Rewrite the lines of the listing starting at the line that contains "of the burger" and ending at its last line, both included, keeping the request lines and scaling every point coordinate by 1.75, rounded to a whole number with halves going up.
********************
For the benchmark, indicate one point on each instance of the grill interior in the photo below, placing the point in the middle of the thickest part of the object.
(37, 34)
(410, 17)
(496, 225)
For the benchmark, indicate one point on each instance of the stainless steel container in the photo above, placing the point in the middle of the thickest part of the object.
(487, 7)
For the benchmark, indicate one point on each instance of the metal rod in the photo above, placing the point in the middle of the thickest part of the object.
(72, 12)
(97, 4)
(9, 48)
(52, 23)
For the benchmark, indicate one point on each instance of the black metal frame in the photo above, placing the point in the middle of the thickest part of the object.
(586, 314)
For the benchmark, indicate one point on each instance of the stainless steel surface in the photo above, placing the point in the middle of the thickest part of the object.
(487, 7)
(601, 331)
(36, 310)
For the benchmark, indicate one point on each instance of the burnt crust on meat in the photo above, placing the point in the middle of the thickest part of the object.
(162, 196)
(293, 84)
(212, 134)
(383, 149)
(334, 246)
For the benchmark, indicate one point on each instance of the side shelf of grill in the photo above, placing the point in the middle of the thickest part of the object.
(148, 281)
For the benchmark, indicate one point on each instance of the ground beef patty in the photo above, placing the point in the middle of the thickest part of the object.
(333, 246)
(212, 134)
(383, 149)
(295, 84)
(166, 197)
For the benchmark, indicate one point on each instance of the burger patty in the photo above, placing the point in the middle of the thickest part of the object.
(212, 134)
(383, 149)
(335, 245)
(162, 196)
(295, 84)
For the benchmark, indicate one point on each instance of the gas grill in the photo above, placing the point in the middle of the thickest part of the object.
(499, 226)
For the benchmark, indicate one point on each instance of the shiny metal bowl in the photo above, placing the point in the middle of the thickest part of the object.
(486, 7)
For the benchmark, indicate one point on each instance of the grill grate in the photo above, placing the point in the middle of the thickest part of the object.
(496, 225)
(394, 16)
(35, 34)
********************
• **TASK SOLUTION**
For the benchmark, indicate one point on each instance of the burger patty in the photo above, placing the point in the middle of the thickest part of the object.
(371, 235)
(670, 261)
(586, 429)
(284, 343)
(516, 147)
For the benchmark, indicate one point on each instance of the gas grill in the photo above, placing the point in the middle of the thickest part of the object.
(873, 396)
For the benchmark, indicate one point on each instance of the shiny metal bowl in the photo above, placing the point in the middle of the thickest part of the object.
(851, 12)
For the benchmark, indicate one point on each instance of the grill grate in the photo above, placing the point in the middle of the thickest part of the object.
(868, 394)
(690, 28)
(61, 60)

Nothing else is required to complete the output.